PROBLEM STATEMENT => Beginning at the line that contains "Target: red pickup truck", write out each remaining line of the entries below exactly as it stands.

TASK INPUT =>
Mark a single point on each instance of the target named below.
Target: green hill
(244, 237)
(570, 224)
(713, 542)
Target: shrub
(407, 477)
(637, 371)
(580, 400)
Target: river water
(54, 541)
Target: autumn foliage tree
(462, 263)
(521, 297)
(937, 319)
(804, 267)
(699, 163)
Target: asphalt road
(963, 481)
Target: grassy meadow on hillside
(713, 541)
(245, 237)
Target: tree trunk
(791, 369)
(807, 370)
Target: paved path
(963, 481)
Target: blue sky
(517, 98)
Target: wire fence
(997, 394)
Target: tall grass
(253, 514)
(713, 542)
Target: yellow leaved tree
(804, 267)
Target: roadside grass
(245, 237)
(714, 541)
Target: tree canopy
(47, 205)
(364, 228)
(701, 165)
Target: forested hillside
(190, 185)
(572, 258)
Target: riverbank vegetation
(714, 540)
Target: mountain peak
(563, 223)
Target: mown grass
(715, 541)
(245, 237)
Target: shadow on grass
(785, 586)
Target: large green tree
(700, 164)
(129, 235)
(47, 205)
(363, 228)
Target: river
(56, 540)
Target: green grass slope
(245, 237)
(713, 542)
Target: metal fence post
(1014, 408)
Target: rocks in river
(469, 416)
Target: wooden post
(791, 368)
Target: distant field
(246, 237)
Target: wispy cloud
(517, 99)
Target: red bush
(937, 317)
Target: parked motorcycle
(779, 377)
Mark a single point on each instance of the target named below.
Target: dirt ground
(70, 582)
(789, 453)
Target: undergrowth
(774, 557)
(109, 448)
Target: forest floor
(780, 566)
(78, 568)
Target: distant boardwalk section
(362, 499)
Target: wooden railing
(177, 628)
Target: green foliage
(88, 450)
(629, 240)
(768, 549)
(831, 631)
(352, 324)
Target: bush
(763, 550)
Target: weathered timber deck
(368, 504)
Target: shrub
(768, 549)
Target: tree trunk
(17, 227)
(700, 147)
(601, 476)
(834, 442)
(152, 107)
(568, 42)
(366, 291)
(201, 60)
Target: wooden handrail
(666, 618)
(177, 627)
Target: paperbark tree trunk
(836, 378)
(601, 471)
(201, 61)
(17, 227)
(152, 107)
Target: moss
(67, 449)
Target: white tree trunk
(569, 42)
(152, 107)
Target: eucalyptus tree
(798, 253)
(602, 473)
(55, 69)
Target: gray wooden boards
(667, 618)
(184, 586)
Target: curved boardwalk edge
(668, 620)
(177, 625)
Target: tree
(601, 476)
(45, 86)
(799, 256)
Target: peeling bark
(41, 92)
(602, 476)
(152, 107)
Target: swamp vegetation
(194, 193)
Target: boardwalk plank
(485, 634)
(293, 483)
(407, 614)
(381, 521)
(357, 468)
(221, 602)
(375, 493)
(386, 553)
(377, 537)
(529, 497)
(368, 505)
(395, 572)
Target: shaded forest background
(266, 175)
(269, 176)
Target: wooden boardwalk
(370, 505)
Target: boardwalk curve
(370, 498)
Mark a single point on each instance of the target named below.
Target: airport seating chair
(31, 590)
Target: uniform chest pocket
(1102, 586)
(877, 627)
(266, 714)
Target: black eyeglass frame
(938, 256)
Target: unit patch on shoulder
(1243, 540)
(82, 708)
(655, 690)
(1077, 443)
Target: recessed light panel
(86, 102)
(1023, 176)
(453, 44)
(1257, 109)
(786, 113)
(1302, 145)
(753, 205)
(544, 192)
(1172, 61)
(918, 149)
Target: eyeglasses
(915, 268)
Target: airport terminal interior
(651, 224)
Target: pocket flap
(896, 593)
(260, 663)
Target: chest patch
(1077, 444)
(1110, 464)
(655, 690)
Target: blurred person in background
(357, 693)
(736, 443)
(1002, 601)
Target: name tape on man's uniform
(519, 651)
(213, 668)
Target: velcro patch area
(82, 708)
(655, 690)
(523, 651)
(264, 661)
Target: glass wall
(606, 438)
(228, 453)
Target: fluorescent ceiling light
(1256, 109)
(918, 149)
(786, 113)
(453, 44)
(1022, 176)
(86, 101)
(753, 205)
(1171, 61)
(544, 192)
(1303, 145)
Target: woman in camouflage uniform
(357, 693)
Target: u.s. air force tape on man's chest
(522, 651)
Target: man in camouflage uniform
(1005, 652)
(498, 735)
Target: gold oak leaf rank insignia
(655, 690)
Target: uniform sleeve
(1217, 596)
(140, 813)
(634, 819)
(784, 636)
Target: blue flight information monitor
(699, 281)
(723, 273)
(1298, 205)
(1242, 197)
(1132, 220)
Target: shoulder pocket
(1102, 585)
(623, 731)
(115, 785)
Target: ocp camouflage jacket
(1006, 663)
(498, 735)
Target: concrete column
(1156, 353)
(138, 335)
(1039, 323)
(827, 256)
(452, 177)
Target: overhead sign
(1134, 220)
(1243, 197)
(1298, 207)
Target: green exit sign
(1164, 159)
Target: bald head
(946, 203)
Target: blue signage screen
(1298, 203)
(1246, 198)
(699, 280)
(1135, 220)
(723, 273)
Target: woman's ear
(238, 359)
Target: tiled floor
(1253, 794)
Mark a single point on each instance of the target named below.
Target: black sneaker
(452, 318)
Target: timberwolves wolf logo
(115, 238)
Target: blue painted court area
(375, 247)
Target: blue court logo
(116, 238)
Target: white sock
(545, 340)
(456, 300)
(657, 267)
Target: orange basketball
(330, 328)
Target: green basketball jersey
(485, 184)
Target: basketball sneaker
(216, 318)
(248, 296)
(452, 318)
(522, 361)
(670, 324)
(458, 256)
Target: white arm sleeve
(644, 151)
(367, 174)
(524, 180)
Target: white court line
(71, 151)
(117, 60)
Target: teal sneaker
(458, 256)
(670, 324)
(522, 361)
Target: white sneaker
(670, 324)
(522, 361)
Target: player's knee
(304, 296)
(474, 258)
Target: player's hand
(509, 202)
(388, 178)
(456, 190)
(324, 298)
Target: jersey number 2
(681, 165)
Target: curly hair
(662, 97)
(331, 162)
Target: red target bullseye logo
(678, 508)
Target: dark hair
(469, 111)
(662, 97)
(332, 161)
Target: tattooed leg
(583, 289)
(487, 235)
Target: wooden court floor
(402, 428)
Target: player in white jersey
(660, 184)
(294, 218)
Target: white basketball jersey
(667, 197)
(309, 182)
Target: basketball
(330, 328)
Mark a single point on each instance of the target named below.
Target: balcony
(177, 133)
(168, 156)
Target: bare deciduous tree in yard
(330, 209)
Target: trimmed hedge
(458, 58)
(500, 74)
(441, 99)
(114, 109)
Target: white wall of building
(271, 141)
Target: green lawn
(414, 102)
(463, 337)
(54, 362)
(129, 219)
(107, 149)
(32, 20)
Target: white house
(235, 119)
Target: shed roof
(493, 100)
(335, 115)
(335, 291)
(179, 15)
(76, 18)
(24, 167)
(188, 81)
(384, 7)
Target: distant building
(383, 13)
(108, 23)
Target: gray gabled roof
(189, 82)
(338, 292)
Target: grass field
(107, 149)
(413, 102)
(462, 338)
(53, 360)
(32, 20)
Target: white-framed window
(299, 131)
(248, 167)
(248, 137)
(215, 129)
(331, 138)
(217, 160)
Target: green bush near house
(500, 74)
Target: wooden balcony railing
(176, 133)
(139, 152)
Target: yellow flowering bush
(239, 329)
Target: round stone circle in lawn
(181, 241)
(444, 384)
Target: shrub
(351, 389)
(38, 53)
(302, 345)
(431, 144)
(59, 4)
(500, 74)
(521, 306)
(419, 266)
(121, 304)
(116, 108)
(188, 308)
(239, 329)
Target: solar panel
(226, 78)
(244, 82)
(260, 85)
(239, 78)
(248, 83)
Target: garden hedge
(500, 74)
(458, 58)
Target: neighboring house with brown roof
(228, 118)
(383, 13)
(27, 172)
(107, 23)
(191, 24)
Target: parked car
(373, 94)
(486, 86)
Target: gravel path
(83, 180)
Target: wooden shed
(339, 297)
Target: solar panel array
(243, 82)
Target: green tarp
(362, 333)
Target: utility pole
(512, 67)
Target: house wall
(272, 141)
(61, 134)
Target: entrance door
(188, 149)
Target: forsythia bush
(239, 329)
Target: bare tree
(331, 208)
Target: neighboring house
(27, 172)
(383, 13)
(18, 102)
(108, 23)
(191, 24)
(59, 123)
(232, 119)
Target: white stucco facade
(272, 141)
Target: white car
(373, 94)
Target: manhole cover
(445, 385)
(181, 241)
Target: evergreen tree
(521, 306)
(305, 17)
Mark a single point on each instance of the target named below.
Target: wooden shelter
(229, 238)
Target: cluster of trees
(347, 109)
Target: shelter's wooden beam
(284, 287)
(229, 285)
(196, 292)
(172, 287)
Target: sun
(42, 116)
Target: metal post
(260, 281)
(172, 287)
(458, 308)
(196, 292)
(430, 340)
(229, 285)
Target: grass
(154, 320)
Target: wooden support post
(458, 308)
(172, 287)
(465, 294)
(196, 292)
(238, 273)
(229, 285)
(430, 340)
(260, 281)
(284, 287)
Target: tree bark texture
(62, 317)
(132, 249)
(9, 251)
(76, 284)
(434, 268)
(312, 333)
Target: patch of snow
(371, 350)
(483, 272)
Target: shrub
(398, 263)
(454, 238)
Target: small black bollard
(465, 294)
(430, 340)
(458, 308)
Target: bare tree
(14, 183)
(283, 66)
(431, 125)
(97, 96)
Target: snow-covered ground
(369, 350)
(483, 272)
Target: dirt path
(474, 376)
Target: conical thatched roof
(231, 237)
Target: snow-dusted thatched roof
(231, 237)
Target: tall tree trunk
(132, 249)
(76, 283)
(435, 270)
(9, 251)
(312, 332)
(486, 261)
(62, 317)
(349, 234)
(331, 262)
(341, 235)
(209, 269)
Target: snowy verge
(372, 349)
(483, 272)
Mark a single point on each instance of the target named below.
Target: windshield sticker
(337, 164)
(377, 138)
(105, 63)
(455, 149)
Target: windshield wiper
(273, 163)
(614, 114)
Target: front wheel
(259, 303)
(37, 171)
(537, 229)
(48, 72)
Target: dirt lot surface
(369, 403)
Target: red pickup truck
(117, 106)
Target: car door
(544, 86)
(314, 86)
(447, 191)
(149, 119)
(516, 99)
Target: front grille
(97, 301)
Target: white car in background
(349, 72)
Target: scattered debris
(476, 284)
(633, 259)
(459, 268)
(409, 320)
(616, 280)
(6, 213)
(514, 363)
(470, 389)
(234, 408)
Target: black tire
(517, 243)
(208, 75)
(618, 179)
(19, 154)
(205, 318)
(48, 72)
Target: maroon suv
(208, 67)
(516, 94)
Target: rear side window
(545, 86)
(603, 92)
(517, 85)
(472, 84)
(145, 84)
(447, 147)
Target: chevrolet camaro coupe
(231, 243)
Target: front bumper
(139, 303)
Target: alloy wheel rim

EXERCISE ANSWER =>
Target: red pickup truck
(117, 106)
Target: car door
(544, 86)
(314, 86)
(447, 191)
(149, 119)
(516, 99)
Target: front grille
(97, 301)
Target: white car in background
(349, 72)
Target: scattered debris
(476, 284)
(633, 259)
(459, 268)
(409, 320)
(616, 280)
(6, 213)
(514, 363)
(470, 389)
(234, 408)
Target: black tire
(517, 243)
(208, 75)
(618, 179)
(19, 154)
(205, 318)
(48, 72)
Target: maroon suv
(208, 67)
(516, 94)
Target: rear side window
(545, 86)
(603, 92)
(517, 85)
(472, 84)
(145, 84)
(447, 147)
Target: chevrolet camaro coupe
(231, 243)
Target: front bumper
(139, 303)
Target: alloy wheel rim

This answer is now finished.